STATED PROBLEM.
Substitute "Draw the boundary" for each occurrence of "Trace the outline" in the data below, leaving everything else unchanged, and reproduce the result without the pictures.
[start of RECORDS FOR THIS EXERCISE]
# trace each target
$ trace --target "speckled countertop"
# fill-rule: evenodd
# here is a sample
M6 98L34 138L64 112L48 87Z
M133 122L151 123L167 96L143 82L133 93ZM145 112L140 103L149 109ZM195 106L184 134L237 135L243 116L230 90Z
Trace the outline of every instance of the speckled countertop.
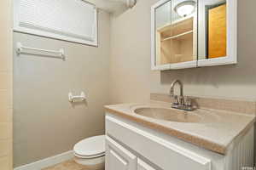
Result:
M204 108L193 111L202 119L200 122L192 123L159 120L134 112L137 108L147 107L171 109L170 104L165 103L124 104L105 106L108 113L120 116L149 128L222 155L225 155L229 145L249 130L255 122L255 116L253 115Z

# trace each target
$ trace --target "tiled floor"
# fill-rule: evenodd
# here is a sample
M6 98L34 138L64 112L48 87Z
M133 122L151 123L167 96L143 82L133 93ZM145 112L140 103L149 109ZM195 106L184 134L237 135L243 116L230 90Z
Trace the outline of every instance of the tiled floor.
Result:
M84 166L77 164L73 160L69 160L42 170L86 170L86 168Z

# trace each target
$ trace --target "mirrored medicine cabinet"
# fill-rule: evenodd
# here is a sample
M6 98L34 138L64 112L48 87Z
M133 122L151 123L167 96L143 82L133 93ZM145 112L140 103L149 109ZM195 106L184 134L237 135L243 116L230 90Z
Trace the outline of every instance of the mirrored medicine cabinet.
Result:
M160 0L151 8L152 70L236 64L237 0Z

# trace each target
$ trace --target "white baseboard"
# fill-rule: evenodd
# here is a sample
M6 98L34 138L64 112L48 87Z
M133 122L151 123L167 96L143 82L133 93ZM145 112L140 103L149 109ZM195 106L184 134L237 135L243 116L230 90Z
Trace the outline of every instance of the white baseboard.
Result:
M52 157L48 157L38 162L15 167L14 170L41 170L42 168L45 168L61 163L61 162L70 160L73 157L73 150L70 150L57 156L54 156Z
[end of RECORDS FOR THIS EXERCISE]
ANSWER TO THIS EXERCISE.
# trace each target
$ trace --target "speckled countertop"
# fill-rule: evenodd
# here is a sample
M6 98L34 138L64 112L48 87Z
M133 122L151 123L167 96L143 82L133 93ZM145 112L140 103L149 109ZM195 106L184 134L237 135L243 116L230 90Z
Draw the boundary of every instance of the speckled countertop.
Result:
M204 108L193 111L202 119L200 122L192 123L159 120L134 112L137 108L147 107L171 109L170 104L165 103L124 104L105 106L108 113L120 116L149 128L222 155L225 155L229 145L249 130L255 122L255 116L253 115Z

# trace each target
$ trace --target "tiled floor"
# fill-rule: evenodd
# here is a sample
M6 98L34 138L64 112L48 87Z
M133 122L151 123L167 96L143 82L133 93ZM145 112L140 103L149 109ZM195 106L184 134L237 135L243 116L230 90Z
Draw the boundary of every instance of the tiled floor.
Result:
M84 166L77 164L73 160L69 160L42 170L86 170L86 168Z

# trace each target
$ trace --target "mirrored medicine cabinet"
# fill-rule: evenodd
# here is a sample
M6 98L34 138L64 112L48 87Z
M133 122L151 123L167 96L143 82L133 93ZM145 112L140 103L149 109ZM195 106L184 134L237 135L243 116L230 90Z
Draw the boundary of every instance of the mirrored medicine cabinet.
Result:
M160 0L151 8L152 70L236 64L237 0Z

# trace each target
$ trace --target "white baseboard"
# fill-rule: evenodd
# here is a sample
M6 98L34 138L64 112L48 87Z
M133 122L151 123L167 96L143 82L133 93ZM145 112L140 103L149 109ZM195 106L184 134L237 135L243 116L230 90Z
Draw the boundary of every instance of the white baseboard.
Result:
M52 157L48 157L38 162L15 167L14 170L41 170L42 168L45 168L61 163L61 162L70 160L73 157L73 150L70 150L57 156L54 156Z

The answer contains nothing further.